EXERCISE GOAL.
Take the line that has "Task: point to the dirt" in it and every line after it to the end of the entries, and reproduce them exactly.

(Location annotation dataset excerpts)

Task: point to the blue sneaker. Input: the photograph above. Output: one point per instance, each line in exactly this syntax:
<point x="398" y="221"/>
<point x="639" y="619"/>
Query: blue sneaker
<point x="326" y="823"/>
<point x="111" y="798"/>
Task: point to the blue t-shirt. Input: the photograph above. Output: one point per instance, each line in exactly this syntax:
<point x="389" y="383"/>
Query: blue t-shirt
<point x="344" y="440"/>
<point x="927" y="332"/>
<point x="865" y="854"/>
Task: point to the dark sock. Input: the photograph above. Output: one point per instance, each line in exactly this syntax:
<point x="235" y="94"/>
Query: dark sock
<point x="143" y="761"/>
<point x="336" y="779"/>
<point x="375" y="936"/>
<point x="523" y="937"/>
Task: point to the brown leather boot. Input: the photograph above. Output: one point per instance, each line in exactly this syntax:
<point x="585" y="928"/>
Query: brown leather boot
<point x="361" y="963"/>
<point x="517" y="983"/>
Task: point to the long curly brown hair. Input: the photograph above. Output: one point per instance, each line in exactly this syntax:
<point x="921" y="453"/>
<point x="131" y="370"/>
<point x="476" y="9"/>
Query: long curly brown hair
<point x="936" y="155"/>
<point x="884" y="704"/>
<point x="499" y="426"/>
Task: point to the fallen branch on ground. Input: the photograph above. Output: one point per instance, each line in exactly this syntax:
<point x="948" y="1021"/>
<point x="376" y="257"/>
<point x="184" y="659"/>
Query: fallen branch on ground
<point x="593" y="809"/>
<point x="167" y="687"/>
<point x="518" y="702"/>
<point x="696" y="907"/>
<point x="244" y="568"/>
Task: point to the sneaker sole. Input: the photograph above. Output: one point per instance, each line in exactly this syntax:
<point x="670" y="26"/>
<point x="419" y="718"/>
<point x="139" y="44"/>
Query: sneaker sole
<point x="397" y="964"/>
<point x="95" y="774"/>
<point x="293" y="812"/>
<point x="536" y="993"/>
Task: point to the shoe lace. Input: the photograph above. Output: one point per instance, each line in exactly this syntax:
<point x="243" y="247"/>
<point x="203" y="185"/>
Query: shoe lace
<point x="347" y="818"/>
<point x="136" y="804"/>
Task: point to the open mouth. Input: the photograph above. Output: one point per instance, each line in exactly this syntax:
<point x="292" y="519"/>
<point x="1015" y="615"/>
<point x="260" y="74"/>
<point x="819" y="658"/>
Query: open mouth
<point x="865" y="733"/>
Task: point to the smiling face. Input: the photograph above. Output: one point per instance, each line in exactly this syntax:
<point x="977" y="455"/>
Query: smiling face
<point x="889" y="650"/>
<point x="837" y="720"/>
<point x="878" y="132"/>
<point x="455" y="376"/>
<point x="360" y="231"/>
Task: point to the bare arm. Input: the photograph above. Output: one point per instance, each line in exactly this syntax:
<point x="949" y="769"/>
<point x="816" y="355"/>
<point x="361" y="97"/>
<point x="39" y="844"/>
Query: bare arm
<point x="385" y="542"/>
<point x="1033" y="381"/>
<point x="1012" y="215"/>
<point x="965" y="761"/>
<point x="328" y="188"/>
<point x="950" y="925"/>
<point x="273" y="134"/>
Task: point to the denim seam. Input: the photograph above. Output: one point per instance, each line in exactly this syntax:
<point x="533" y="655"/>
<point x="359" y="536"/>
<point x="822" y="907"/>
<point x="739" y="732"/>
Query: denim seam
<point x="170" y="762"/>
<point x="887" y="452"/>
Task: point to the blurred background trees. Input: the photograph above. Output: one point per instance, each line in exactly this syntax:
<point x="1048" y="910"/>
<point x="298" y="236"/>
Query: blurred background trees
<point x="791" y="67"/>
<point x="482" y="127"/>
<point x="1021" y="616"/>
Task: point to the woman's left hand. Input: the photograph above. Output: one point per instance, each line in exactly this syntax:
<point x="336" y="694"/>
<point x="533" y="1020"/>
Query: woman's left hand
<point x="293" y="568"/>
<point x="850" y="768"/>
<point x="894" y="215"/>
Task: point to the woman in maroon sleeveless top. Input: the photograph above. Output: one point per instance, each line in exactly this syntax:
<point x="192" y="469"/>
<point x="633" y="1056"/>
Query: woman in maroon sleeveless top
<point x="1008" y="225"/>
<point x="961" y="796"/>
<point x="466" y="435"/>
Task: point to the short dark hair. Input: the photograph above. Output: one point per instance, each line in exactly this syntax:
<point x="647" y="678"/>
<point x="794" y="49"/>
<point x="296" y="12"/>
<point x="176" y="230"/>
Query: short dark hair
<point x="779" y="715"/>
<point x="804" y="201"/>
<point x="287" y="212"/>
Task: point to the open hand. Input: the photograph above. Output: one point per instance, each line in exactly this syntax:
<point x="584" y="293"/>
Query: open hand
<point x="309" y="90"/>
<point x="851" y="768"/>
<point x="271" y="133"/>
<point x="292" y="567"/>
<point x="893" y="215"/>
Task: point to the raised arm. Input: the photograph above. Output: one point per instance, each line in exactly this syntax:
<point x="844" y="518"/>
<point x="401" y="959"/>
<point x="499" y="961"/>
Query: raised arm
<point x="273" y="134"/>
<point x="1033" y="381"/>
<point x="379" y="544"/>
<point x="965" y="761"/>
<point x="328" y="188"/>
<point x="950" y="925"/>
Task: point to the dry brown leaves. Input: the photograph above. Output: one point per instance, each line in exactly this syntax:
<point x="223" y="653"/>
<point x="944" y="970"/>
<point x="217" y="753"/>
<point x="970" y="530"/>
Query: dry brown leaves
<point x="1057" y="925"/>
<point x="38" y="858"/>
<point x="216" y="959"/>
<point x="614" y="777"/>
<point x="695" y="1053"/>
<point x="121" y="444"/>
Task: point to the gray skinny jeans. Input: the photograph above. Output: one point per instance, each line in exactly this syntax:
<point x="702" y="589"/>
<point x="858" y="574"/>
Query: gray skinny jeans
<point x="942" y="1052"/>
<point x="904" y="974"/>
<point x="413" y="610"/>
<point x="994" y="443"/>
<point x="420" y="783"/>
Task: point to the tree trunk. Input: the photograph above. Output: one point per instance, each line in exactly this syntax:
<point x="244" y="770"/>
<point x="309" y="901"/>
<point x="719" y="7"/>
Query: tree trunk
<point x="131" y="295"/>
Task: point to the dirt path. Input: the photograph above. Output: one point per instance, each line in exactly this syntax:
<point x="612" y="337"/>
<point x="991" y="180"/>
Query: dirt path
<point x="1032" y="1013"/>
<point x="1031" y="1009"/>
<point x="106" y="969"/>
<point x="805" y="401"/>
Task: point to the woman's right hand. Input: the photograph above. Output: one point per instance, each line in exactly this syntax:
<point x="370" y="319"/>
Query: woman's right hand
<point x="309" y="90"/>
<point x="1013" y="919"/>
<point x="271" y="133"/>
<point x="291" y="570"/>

EXERCISE RESPONSE.
Task: point to the dirt path. Input: the photograph above. Output: one point per instance, each line in exactly this syntax:
<point x="612" y="337"/>
<point x="991" y="180"/>
Query: dirt path
<point x="1032" y="1013"/>
<point x="1031" y="1009"/>
<point x="106" y="969"/>
<point x="805" y="401"/>
Task: point to the woman's right hand. Input: the photograph above. Output: one point per instance, each line in exactly this syntax:
<point x="370" y="319"/>
Query: woman's right hand
<point x="309" y="90"/>
<point x="1013" y="919"/>
<point x="271" y="133"/>
<point x="291" y="570"/>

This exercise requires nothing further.